Entries from a pointing dataset:
-------------------------
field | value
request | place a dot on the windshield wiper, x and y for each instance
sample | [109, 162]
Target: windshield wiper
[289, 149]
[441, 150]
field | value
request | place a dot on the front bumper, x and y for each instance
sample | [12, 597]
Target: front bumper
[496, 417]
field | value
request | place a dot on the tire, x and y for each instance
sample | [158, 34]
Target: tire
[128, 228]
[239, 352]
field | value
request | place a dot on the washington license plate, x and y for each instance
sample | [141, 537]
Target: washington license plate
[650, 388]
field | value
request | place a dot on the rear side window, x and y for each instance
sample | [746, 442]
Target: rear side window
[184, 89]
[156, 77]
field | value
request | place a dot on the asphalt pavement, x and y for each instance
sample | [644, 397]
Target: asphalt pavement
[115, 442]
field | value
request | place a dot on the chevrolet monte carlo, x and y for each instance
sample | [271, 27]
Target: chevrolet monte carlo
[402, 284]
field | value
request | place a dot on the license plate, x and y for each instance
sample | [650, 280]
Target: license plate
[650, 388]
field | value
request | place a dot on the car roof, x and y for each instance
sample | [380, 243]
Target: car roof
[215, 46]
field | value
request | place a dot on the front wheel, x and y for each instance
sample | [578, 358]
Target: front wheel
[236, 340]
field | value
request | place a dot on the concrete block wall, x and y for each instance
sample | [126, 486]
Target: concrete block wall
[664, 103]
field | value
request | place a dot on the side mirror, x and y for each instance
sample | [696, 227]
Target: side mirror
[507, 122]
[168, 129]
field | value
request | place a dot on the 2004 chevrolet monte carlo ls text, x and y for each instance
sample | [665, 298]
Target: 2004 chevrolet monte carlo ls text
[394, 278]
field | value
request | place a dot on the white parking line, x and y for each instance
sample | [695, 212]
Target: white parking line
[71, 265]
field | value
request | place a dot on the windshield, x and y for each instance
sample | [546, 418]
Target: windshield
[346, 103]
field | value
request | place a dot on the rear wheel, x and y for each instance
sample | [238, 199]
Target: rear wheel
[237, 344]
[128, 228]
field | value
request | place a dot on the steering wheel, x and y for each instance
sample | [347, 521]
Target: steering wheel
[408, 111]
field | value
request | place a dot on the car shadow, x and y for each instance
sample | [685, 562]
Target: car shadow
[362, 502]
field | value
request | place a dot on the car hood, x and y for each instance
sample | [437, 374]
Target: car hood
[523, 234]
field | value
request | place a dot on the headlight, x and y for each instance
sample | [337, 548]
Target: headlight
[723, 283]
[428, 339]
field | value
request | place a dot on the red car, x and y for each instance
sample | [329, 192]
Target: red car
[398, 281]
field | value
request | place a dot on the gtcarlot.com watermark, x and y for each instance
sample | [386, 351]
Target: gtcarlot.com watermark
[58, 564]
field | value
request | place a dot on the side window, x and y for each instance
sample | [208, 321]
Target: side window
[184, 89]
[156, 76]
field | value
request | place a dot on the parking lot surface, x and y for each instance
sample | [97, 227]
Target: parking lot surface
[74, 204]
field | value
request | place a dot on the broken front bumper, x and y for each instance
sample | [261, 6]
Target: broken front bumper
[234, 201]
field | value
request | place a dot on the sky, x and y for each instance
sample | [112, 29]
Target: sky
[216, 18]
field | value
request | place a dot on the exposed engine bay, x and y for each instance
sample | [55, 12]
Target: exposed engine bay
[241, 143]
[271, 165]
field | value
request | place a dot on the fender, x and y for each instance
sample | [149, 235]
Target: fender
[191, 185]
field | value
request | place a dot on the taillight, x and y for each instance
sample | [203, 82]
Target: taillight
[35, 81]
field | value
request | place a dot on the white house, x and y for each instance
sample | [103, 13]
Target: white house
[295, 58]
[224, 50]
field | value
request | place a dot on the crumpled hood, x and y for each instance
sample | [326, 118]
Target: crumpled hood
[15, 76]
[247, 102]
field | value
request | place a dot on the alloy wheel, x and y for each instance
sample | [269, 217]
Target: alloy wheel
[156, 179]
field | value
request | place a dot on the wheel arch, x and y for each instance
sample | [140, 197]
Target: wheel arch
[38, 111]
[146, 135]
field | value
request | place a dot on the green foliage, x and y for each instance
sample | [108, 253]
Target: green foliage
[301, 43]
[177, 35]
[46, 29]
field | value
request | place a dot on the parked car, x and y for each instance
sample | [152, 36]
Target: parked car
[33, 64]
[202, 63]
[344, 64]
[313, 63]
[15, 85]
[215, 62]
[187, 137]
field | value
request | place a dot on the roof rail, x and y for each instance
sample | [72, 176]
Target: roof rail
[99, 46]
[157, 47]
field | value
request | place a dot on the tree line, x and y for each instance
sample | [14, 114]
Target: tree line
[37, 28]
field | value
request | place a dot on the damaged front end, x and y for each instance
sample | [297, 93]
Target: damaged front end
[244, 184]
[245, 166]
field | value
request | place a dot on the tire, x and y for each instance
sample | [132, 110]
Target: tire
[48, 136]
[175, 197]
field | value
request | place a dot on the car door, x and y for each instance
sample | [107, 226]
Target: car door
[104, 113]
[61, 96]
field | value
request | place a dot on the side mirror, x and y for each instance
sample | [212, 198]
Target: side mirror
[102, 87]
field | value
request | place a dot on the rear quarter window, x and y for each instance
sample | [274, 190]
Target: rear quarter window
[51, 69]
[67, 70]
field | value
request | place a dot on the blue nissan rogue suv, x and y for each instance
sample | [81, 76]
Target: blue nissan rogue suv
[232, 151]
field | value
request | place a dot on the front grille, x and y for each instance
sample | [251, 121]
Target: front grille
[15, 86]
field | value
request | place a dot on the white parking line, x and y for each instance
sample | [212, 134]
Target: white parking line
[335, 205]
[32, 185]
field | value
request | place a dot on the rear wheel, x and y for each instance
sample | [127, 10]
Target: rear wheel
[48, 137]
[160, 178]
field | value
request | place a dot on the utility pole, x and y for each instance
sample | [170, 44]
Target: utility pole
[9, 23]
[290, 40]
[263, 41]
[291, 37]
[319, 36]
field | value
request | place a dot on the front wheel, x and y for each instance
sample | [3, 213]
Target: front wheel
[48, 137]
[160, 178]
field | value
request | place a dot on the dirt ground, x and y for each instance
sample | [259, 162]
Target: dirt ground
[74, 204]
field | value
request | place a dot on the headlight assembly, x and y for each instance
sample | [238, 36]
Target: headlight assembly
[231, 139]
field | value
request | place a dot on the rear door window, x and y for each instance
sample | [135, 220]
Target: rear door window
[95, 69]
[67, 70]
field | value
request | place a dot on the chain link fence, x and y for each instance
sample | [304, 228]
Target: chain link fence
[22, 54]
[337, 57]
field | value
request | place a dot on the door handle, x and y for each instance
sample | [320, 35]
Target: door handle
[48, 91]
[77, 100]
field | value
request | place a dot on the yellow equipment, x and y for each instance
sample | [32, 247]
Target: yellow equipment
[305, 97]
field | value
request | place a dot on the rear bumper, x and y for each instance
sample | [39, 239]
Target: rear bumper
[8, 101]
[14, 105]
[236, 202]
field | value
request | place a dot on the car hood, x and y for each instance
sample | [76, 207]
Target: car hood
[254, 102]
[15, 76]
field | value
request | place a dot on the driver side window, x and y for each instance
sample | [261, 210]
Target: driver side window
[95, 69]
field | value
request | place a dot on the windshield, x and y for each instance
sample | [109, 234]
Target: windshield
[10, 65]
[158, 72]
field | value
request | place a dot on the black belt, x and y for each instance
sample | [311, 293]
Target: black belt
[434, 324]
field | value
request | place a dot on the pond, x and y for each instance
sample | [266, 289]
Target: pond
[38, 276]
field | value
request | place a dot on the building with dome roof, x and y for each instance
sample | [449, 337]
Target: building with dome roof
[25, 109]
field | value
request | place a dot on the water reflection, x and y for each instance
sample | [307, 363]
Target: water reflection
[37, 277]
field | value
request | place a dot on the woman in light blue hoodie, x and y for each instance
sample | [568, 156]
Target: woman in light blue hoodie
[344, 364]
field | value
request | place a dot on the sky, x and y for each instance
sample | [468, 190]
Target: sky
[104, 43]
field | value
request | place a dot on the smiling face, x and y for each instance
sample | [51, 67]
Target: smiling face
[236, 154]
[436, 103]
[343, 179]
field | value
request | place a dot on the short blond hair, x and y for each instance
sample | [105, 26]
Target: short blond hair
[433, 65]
-------------------------
- _Goal_
Which lines in the entries above contain the string "text"? Return each of them in full.

- _Expected output_
request | place a dot on the 2004 chevrolet monte carlo ls text, x and y for each instance
Target: 2004 chevrolet monte carlo ls text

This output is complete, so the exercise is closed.